* _Extracted text_
Imagine smelling color or tasting sound? Seems impossible, right? For patients suffering from a condition known as synesthesia, these sensory experiences are very real.
Defined as a condition in which the senses are undifferentiated, synesthesia is more common among females with a 6:1 ration when compared to males. Additionally, the condition is believed to strike as many as 1 in 2,000 people and is believed to be genetic with left-handed individuals more commonly impacted than right-handed. What is important to note is that synsthesia is not considered a disease and most individuals with the condition carry an above average intelligence level and do not demonstrate any greater level of mental disorders. Of interesting note is the common thread that most synesthesia individuals are highly creative and generally pursue careers in the arts.
Identified by its pattern or presentation, synesthesia individuals find their condition enhances their quality of life. Named for the senses affected, individuals may have up to 35 combinations, or subtypes, of the condition. Some might include sound-taste, color-taste or the most common which appear to be color-graphemic where simple letters or text may produce color visuals.
Not widely studied, synesthesia is believed to originate in the brain and is causally related to a “mis-wiring” in which synapse, or neurons, specific to one sensory area of the brain may overlap into another sensory area. Most notably, the limbic and cerebral cortex are most often identified as origination points. Some scientists believe the condition develops as early as the first four months of life in which some children view black and white balls as emitting varying pitches of sound. The sensory stimulation is not controlled by the individual however, the level of intensity may vary.
Because synesthesia is not considered a detriment to the individual with the condition, there is no cure. However, support groups and social clubs have been developed to bring individuals, living with synesthesia, together.

* _Supplied data_

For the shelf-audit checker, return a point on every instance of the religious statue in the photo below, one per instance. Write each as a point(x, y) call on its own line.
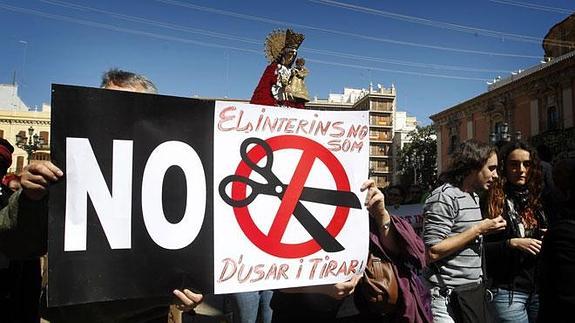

* _Questions_
A - According to the text on synesthesia, how many combinations, or subtypes, of the condition may an individual have?
B - Write out the passage of the synesthesia text starting at "Not widely studied, synesthesia" and ending at "intensity may vary.".

* _Task-by-task answers_
A - Up to 35.

B -
Not widely studied, synesthesia is believed to originate in the brain and is causally related to a “mis-wiring” in which synapse, or neurons, specific to one sensory area of the brain may overlap into another sensory area. Most notably, the limbic and cerebral cortex are most often identified as origination points. Some scientists believe the condition develops as early as the first four months of life in which some children view black and white balls as emitting varying pitches of sound. The sensory stimulation is not controlled by the individual however, the level of intensity may vary.